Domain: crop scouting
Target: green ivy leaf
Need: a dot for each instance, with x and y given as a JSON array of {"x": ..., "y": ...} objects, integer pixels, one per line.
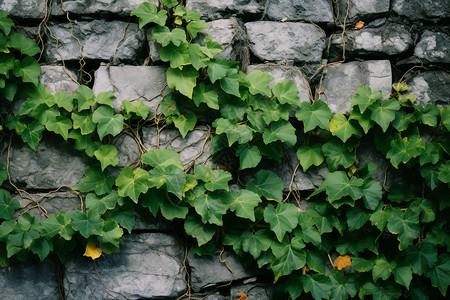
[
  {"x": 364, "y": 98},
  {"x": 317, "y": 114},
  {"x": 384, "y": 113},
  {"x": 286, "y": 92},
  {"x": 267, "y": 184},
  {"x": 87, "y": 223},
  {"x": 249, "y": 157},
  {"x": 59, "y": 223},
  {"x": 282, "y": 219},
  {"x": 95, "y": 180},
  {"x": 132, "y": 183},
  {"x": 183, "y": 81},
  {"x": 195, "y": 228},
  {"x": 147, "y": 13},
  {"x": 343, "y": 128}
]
● ● ● ●
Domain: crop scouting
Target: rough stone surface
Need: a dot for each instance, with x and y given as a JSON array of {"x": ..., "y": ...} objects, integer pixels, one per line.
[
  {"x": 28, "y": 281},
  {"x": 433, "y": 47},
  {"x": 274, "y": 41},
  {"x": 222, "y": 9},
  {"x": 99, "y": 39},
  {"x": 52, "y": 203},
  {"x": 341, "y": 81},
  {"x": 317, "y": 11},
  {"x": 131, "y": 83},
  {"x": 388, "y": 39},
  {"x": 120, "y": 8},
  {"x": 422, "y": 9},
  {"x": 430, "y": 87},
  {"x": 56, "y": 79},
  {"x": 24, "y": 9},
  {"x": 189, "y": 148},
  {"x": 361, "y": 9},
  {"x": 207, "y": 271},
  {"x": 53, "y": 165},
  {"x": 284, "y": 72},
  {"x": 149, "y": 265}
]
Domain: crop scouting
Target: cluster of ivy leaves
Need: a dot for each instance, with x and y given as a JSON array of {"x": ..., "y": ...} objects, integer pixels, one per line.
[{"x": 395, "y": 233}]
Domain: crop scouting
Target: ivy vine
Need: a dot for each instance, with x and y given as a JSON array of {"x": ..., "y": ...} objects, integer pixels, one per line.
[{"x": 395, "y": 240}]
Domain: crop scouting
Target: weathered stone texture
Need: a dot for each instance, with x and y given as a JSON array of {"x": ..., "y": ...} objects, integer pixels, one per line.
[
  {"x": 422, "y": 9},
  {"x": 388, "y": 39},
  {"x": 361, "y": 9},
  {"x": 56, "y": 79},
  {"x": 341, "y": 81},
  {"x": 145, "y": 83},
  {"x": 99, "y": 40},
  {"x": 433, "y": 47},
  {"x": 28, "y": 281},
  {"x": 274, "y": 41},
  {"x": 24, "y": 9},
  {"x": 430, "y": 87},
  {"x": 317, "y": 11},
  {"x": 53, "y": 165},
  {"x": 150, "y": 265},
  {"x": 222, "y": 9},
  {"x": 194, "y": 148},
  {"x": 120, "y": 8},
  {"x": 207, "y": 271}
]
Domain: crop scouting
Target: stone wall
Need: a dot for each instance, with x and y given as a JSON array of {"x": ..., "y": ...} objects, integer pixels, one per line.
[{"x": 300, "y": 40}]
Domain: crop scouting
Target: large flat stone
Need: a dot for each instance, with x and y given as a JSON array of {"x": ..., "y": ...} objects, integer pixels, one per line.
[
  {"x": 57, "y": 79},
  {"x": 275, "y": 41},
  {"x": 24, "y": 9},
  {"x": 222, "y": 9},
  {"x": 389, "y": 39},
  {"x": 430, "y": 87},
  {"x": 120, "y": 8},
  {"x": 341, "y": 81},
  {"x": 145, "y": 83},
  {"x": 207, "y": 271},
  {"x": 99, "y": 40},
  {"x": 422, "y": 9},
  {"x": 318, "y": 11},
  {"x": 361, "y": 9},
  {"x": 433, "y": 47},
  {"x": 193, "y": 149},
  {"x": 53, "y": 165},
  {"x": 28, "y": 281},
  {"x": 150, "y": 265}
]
● ● ● ●
[About this task] Which lines above include "Target"? Show each of them by copying it.

[Task output]
Target: green ivy leaf
Target: rough stone surface
Target: cluster of ivy leaves
Target: ivy vine
Target: weathered stone texture
Target: stone wall
Target: large flat stone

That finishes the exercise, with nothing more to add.